=== Section Start ===
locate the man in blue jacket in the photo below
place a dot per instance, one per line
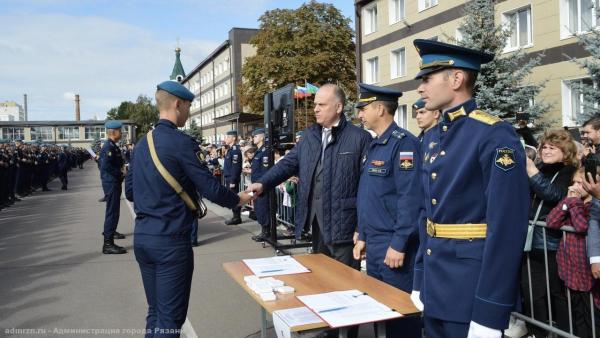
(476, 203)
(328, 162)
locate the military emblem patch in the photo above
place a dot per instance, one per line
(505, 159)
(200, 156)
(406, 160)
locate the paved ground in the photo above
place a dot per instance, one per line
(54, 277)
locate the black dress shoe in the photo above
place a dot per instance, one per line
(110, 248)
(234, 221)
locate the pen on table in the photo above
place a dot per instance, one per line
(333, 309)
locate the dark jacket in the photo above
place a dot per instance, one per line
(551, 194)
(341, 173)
=== Section End ===
=== Section Start ===
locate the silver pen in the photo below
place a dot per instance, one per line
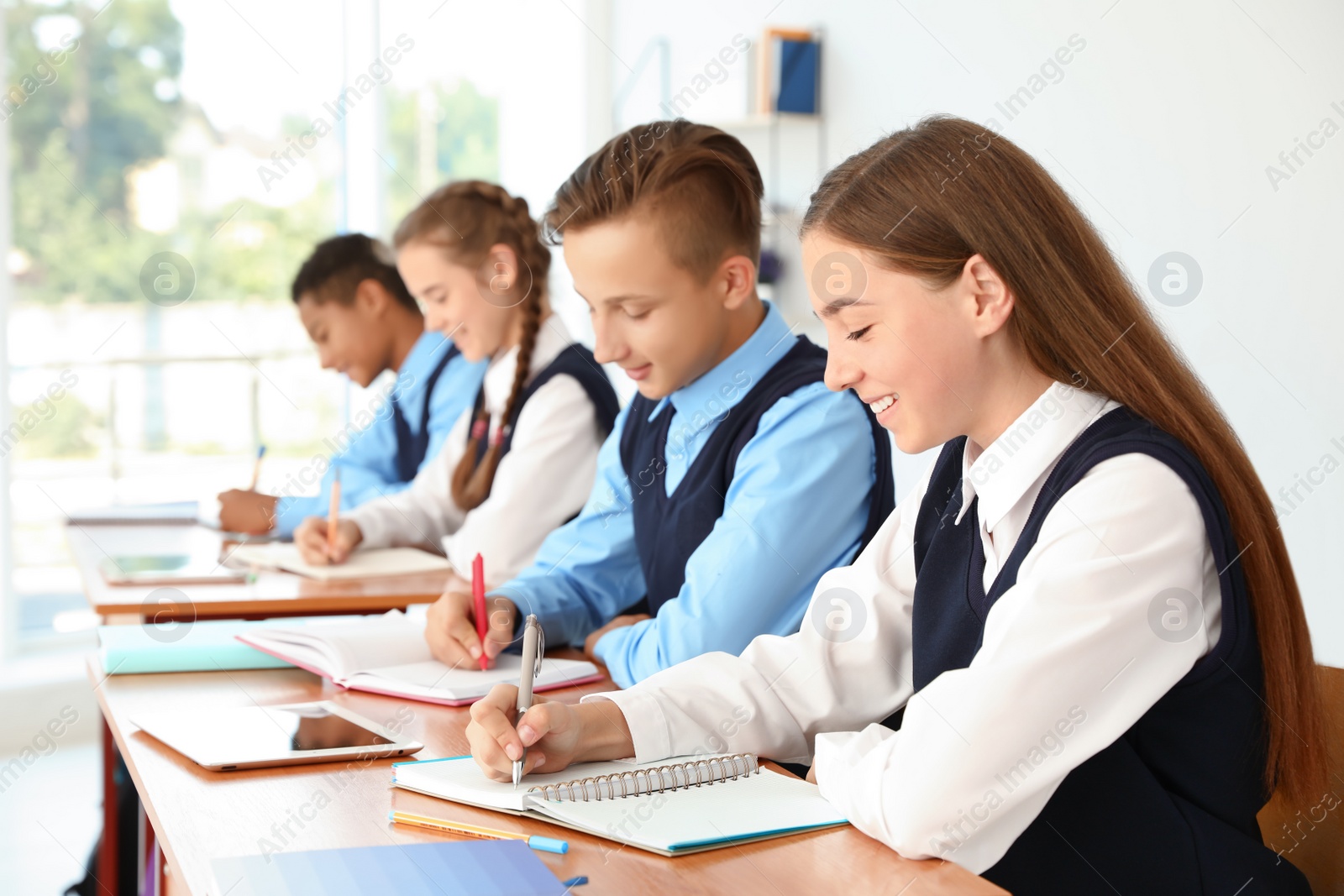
=== Section End ===
• [The problem] Among the lines above, return each one holding the string "below".

• [Response]
locate the man in blue jacket in the photo below
locate the silver pen in the photo below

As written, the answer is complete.